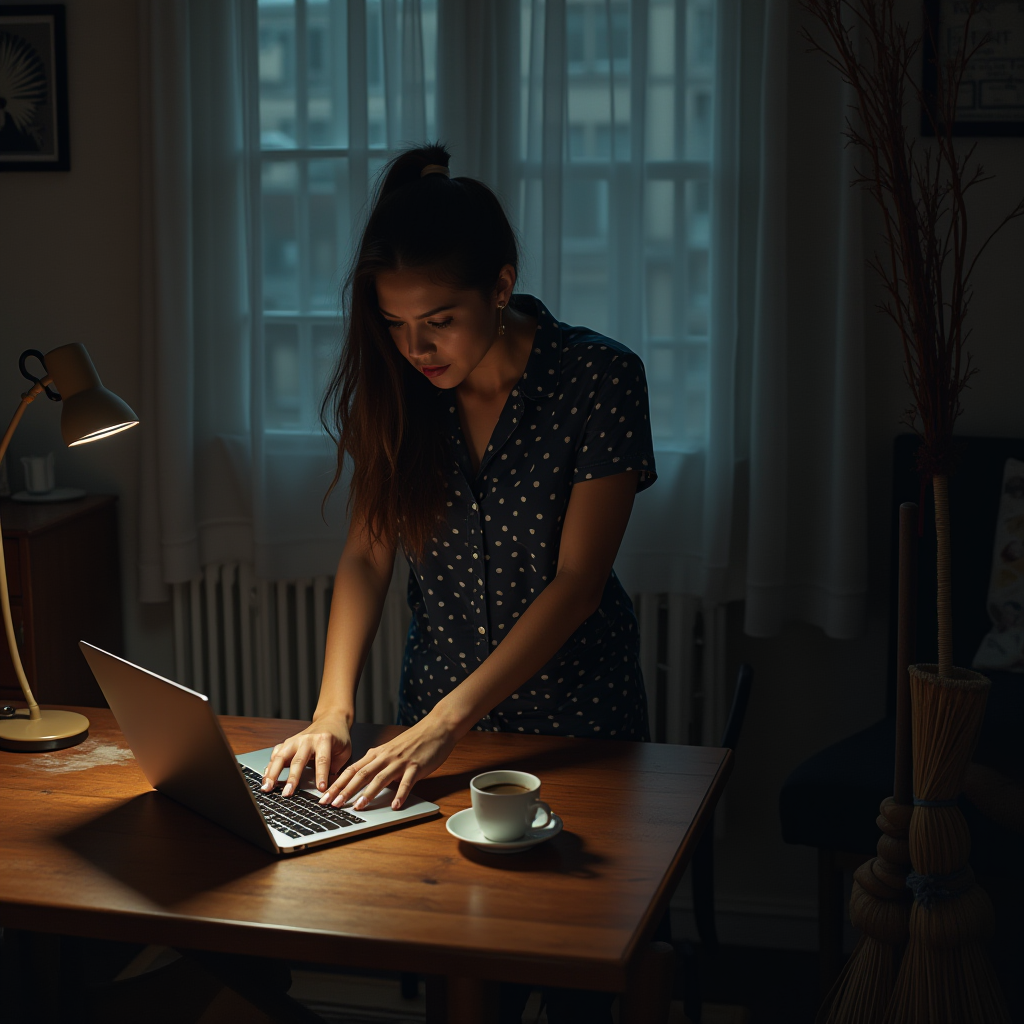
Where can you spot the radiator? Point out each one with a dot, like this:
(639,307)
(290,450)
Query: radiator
(256,647)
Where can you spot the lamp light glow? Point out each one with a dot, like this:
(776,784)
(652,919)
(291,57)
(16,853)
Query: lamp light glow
(89,413)
(105,432)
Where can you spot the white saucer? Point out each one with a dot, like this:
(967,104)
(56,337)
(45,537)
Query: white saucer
(56,495)
(463,825)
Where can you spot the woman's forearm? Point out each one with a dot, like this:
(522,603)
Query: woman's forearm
(360,586)
(553,616)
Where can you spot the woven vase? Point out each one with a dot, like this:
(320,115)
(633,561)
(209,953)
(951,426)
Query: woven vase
(946,974)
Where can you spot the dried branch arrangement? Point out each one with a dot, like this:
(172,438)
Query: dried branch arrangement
(927,962)
(921,187)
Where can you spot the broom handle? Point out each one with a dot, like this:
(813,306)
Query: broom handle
(906,635)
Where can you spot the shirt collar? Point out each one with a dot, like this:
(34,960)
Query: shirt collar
(544,368)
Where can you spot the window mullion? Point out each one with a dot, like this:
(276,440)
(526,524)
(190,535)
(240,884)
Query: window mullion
(301,76)
(680,236)
(358,175)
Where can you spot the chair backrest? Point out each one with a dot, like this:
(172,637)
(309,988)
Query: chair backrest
(738,710)
(975,485)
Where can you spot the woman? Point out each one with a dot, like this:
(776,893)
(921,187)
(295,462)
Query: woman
(502,451)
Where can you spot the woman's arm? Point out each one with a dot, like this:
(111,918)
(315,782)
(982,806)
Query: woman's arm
(360,587)
(595,520)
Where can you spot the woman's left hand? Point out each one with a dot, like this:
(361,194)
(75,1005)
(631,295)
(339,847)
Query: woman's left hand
(404,760)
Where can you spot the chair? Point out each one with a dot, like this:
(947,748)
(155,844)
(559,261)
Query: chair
(702,866)
(830,801)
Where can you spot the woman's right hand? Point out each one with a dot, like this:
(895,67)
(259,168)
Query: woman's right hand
(326,740)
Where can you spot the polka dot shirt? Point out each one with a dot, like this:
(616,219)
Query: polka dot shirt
(579,413)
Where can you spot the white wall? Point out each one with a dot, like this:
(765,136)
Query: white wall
(69,271)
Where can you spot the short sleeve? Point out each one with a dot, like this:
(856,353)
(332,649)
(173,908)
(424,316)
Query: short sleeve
(616,437)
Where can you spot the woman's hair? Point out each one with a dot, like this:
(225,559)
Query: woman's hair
(379,410)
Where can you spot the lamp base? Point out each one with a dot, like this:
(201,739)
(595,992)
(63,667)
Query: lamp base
(53,730)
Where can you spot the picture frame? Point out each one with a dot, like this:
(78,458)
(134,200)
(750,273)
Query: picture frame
(33,88)
(991,100)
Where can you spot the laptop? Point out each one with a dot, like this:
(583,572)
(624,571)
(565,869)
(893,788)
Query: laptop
(183,753)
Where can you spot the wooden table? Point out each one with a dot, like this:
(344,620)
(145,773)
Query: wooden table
(88,849)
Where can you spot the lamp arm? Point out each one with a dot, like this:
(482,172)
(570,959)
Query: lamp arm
(8,623)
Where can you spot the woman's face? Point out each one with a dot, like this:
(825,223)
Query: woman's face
(443,332)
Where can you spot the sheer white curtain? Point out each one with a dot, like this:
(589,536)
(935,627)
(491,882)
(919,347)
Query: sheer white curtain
(806,552)
(644,151)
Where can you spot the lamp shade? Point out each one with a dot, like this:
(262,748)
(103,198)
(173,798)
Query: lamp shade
(89,411)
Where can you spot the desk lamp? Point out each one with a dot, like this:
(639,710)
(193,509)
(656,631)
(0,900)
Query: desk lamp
(89,413)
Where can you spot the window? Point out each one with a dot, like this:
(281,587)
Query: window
(333,111)
(317,162)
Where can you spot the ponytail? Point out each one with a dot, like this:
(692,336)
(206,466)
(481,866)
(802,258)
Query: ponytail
(377,409)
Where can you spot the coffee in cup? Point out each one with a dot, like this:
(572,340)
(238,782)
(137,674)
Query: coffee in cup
(506,804)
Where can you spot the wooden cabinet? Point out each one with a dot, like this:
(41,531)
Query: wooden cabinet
(65,580)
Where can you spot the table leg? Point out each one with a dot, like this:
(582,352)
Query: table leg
(647,998)
(456,999)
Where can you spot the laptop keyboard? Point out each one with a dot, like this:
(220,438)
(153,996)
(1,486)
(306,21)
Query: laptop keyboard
(298,815)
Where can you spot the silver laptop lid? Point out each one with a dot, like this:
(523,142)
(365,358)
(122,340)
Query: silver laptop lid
(178,743)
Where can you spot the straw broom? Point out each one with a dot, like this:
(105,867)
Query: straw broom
(880,904)
(946,973)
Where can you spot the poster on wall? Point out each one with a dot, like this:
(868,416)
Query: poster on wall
(991,95)
(33,88)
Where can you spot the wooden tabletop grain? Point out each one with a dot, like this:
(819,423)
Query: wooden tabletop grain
(89,849)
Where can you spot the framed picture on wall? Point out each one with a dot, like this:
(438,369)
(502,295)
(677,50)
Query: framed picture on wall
(33,88)
(991,97)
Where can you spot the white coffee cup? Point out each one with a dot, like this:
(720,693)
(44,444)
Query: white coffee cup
(505,816)
(38,473)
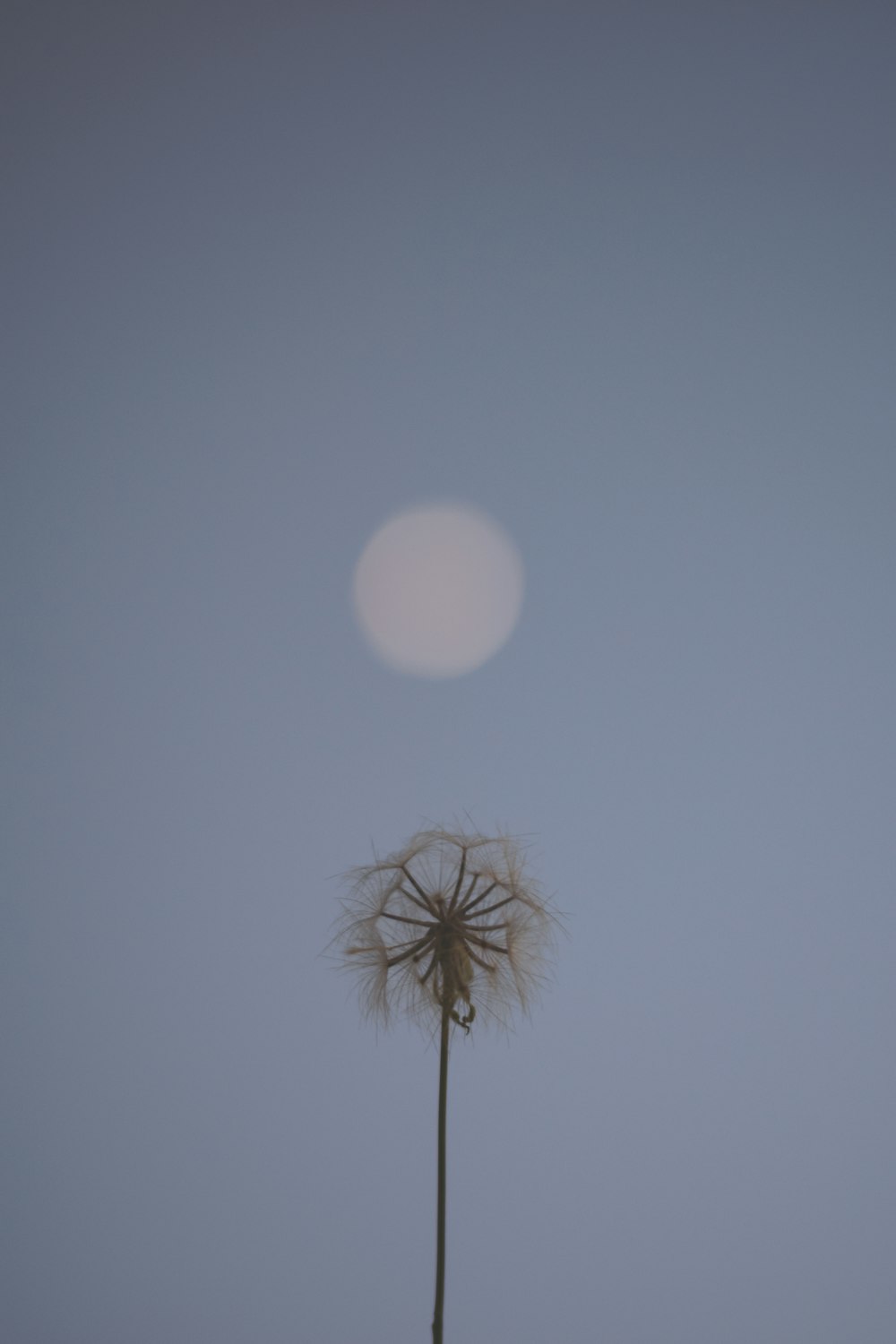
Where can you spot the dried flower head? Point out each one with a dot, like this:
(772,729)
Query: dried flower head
(452,922)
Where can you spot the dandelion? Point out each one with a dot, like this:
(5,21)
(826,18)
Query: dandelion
(447,930)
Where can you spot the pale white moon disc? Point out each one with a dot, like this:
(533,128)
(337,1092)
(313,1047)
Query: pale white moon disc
(438,590)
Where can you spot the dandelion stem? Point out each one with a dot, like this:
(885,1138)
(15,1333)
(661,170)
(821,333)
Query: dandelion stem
(440,1215)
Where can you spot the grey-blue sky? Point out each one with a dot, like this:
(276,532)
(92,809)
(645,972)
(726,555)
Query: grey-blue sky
(622,276)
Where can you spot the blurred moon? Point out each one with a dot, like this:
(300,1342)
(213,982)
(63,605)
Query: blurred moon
(438,590)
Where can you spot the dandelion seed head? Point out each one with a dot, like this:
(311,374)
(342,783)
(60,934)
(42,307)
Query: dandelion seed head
(452,922)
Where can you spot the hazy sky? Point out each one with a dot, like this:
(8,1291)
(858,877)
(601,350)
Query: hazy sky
(622,276)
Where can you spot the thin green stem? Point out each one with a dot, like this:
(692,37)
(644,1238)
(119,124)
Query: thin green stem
(440,1215)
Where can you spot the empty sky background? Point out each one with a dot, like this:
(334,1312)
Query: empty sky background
(624,276)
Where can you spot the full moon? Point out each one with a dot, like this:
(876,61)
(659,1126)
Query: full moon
(438,590)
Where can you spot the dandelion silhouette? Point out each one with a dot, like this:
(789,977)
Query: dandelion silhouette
(449,926)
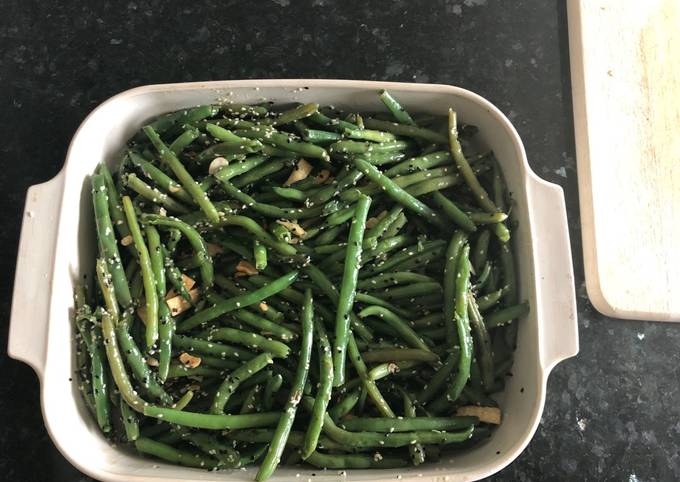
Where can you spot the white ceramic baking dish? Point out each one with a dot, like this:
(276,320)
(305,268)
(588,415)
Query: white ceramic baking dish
(57,245)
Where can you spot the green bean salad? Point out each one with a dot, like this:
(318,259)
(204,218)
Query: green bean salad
(285,285)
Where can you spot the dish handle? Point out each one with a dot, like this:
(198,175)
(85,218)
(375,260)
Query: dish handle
(33,278)
(554,274)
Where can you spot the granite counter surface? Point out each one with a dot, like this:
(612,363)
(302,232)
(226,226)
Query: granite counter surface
(612,413)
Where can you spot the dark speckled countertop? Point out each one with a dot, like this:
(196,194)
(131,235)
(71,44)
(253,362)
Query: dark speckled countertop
(612,413)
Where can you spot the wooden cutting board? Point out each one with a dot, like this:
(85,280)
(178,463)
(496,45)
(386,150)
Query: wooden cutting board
(625,68)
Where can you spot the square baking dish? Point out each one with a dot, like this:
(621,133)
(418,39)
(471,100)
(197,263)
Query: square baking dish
(58,245)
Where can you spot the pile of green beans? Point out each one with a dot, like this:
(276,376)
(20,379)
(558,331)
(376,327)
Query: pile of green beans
(298,285)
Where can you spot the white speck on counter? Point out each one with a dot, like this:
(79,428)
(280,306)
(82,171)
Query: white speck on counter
(582,424)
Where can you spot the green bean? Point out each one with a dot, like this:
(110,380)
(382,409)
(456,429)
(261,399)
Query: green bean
(406,130)
(480,194)
(386,280)
(348,288)
(482,342)
(487,218)
(299,112)
(226,136)
(399,325)
(215,362)
(354,461)
(235,169)
(171,454)
(184,116)
(265,326)
(212,421)
(165,322)
(234,379)
(356,147)
(388,368)
(204,259)
(323,394)
(462,325)
(116,213)
(481,251)
(211,348)
(290,193)
(407,254)
(333,124)
(345,406)
(242,301)
(502,232)
(485,302)
(180,371)
(117,367)
(150,293)
(509,277)
(209,445)
(453,212)
(341,216)
(272,386)
(258,233)
(107,241)
(316,136)
(433,319)
(397,439)
(369,135)
(347,177)
(248,339)
(396,226)
(383,224)
(407,424)
(369,385)
(351,195)
(280,232)
(280,437)
(399,113)
(421,163)
(242,110)
(99,375)
(398,194)
(411,291)
(184,139)
(432,185)
(450,272)
(129,419)
(271,136)
(438,380)
(268,209)
(136,361)
(506,315)
(187,181)
(230,151)
(174,275)
(270,312)
(161,179)
(400,354)
(416,451)
(384,246)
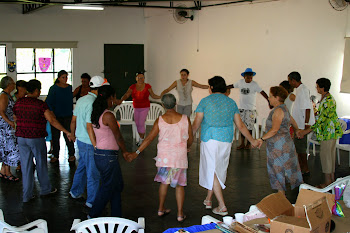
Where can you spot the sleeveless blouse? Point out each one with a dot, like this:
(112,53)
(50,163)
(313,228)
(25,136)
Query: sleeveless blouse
(185,92)
(105,139)
(140,98)
(172,144)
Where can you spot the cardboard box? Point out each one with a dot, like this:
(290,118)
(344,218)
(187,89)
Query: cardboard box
(310,214)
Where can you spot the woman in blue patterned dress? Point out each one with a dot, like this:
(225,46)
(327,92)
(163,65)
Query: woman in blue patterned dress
(216,114)
(9,154)
(282,159)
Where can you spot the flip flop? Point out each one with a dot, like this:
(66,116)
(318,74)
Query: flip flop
(164,213)
(12,178)
(207,204)
(321,186)
(181,219)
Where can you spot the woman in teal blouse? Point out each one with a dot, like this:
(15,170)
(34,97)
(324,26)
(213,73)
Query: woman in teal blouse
(327,129)
(216,114)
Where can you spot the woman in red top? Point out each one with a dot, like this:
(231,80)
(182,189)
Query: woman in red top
(140,93)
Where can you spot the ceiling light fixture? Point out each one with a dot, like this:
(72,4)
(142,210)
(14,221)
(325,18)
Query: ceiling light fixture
(81,7)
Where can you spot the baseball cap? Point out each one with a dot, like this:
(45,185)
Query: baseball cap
(98,81)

• [WHAT THE TASK ASKS] With the line containing "Where can you spot the woman in teal" as the first and the last line of the records as the final one, print exactly the lines in that span.

• [EXERCISE SOLUTION]
Where can you spot the woman in teal blouse? Point out each one with a dot, like this:
(15,170)
(34,97)
(324,26)
(213,73)
Query: woman in teal blouse
(327,129)
(216,114)
Where can you spot the woman in red top? Point out each one with a dot, like this:
(231,80)
(182,189)
Query: woman in red top
(140,93)
Where can you spot the ceiling light fixture? Point out each one with a dot, like this:
(72,4)
(142,210)
(14,221)
(325,18)
Query: ceiling light fixture
(81,7)
Where can you spot the baseball cap? Point out each one with a dot, like this:
(45,185)
Query: baseball cap
(98,81)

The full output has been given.